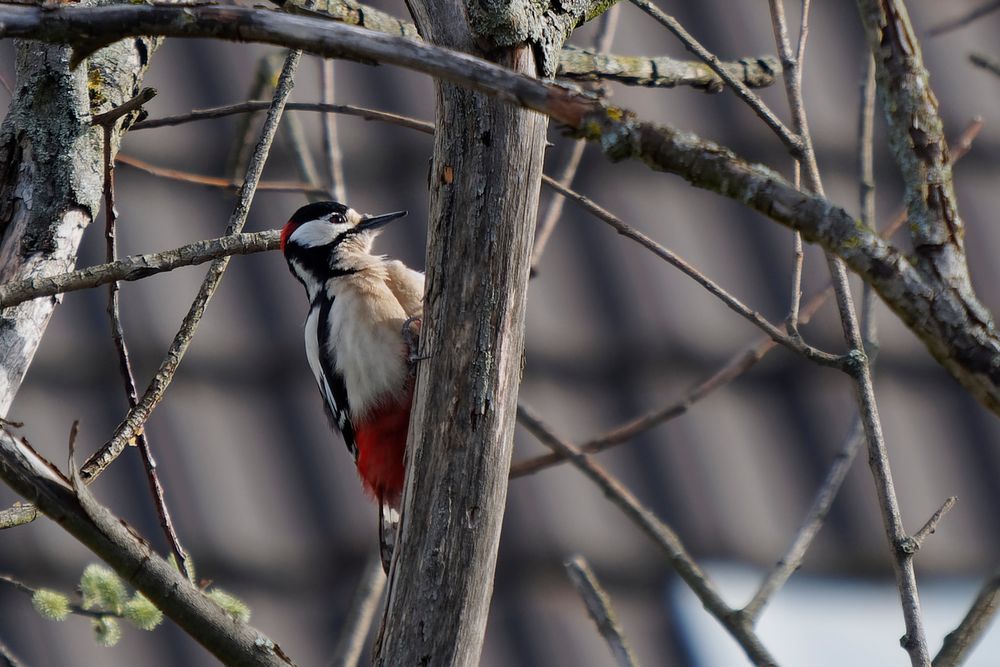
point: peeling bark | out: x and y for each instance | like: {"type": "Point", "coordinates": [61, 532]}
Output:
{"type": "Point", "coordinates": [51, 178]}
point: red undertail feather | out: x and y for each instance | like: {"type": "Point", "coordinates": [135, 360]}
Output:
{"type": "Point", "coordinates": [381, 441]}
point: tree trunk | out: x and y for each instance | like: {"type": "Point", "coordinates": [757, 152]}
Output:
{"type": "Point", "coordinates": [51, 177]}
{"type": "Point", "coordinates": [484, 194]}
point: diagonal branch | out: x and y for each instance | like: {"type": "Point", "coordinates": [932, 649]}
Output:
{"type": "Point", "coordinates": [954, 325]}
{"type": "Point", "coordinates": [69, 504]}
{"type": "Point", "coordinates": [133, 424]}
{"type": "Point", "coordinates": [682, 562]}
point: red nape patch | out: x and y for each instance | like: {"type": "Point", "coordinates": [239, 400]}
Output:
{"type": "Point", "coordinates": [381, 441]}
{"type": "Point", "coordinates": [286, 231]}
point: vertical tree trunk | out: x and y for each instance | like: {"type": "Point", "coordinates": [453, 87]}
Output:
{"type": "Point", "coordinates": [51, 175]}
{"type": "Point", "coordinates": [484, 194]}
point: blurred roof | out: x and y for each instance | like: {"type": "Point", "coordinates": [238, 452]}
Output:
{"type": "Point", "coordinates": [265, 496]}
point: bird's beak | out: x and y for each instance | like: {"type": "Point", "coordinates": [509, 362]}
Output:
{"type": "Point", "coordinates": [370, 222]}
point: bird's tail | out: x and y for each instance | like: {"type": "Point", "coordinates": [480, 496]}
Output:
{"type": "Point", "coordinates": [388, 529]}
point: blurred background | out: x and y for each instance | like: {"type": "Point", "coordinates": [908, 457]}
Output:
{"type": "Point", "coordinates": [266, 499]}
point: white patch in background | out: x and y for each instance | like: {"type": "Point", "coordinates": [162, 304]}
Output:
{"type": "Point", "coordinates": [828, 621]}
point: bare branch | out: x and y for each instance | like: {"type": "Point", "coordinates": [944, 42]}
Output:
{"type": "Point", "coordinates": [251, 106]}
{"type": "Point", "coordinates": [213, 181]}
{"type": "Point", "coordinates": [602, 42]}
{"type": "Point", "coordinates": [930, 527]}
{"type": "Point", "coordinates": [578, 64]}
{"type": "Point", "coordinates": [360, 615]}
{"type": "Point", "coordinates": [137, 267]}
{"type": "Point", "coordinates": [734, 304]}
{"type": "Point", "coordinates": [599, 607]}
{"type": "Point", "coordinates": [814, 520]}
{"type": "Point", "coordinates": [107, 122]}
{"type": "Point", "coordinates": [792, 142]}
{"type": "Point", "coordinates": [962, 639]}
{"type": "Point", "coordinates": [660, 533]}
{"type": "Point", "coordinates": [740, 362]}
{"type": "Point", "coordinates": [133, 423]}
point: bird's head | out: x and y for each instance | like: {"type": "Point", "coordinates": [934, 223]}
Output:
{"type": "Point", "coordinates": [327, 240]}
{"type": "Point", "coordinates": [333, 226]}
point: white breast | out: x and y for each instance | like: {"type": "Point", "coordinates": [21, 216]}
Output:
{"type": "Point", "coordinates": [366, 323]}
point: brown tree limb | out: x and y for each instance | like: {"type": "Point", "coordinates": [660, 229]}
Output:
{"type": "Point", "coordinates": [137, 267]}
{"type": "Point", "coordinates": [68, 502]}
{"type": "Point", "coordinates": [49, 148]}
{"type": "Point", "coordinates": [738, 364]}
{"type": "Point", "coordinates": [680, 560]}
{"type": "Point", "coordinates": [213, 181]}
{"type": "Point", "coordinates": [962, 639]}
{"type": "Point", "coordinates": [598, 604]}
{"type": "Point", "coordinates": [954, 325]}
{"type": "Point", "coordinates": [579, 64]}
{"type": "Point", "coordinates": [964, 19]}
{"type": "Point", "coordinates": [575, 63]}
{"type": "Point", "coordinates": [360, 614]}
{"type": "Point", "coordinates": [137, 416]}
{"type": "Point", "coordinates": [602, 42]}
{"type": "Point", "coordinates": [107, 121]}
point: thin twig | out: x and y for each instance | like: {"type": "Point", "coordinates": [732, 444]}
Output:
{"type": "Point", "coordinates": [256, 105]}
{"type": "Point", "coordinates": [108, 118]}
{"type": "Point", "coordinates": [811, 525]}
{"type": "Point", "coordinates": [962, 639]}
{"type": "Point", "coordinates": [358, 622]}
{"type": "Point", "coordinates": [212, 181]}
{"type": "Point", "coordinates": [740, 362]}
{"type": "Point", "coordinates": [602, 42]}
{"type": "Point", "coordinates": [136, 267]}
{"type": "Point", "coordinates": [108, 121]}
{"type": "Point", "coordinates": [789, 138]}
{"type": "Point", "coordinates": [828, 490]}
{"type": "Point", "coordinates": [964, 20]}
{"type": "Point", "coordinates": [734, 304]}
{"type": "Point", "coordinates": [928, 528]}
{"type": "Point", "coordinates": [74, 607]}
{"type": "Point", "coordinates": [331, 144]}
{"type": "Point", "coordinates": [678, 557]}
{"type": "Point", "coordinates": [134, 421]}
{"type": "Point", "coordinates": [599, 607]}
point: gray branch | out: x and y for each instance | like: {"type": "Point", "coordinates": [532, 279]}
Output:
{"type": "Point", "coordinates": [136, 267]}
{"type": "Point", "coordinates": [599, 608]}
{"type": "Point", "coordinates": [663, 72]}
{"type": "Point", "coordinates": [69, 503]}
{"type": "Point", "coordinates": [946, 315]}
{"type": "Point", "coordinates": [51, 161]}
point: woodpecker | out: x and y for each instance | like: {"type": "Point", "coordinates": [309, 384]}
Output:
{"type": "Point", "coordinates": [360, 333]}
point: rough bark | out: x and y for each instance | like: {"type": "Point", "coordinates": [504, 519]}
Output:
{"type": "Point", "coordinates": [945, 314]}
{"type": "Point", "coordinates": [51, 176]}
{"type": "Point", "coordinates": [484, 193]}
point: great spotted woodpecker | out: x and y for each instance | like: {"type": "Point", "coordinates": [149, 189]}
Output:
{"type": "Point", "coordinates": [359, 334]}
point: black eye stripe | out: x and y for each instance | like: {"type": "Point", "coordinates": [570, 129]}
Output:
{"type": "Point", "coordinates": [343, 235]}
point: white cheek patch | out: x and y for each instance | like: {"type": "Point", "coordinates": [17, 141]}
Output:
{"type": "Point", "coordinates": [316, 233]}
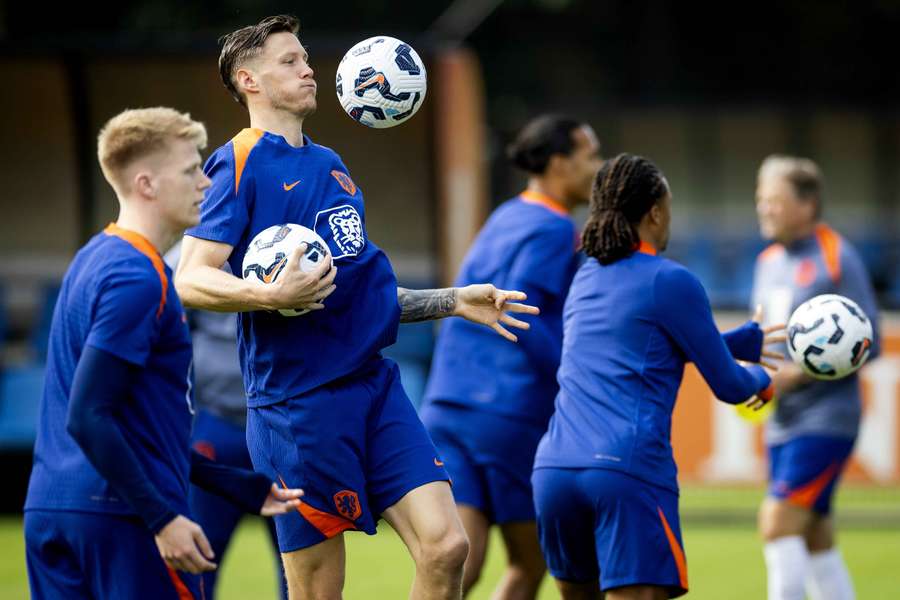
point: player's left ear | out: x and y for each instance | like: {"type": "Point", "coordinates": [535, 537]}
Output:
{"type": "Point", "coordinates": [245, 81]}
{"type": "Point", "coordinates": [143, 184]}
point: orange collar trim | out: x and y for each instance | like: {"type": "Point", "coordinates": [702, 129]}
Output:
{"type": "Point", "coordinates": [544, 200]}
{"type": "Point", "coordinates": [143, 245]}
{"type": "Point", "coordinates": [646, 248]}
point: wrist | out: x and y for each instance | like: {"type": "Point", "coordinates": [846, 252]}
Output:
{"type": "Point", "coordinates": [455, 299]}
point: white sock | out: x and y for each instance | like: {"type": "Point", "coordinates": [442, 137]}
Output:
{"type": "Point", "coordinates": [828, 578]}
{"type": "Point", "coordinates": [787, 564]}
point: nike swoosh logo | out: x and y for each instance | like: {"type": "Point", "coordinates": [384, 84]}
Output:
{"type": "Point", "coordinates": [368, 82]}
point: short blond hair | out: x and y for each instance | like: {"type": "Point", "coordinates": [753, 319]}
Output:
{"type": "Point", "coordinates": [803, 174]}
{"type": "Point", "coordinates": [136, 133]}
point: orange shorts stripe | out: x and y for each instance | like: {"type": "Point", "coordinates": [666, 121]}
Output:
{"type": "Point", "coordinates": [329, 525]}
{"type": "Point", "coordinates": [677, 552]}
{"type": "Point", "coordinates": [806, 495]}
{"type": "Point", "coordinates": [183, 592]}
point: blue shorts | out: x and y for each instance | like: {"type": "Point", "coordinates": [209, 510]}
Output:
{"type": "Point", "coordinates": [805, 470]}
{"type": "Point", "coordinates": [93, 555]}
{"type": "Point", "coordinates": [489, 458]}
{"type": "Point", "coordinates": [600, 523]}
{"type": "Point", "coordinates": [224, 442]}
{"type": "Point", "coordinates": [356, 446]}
++++++++++++++++++++
*Work to complete:* Read through the entries and copy each line in which "branch" appears.

*Task solution:*
point: diagonal branch | out: x and y for each instance | like: {"type": "Point", "coordinates": [932, 649]}
point: bare branch | out: x and y for each instance | like: {"type": "Point", "coordinates": [944, 42]}
point: gray branch | out: x and y for each instance | like: {"type": "Point", "coordinates": [532, 279]}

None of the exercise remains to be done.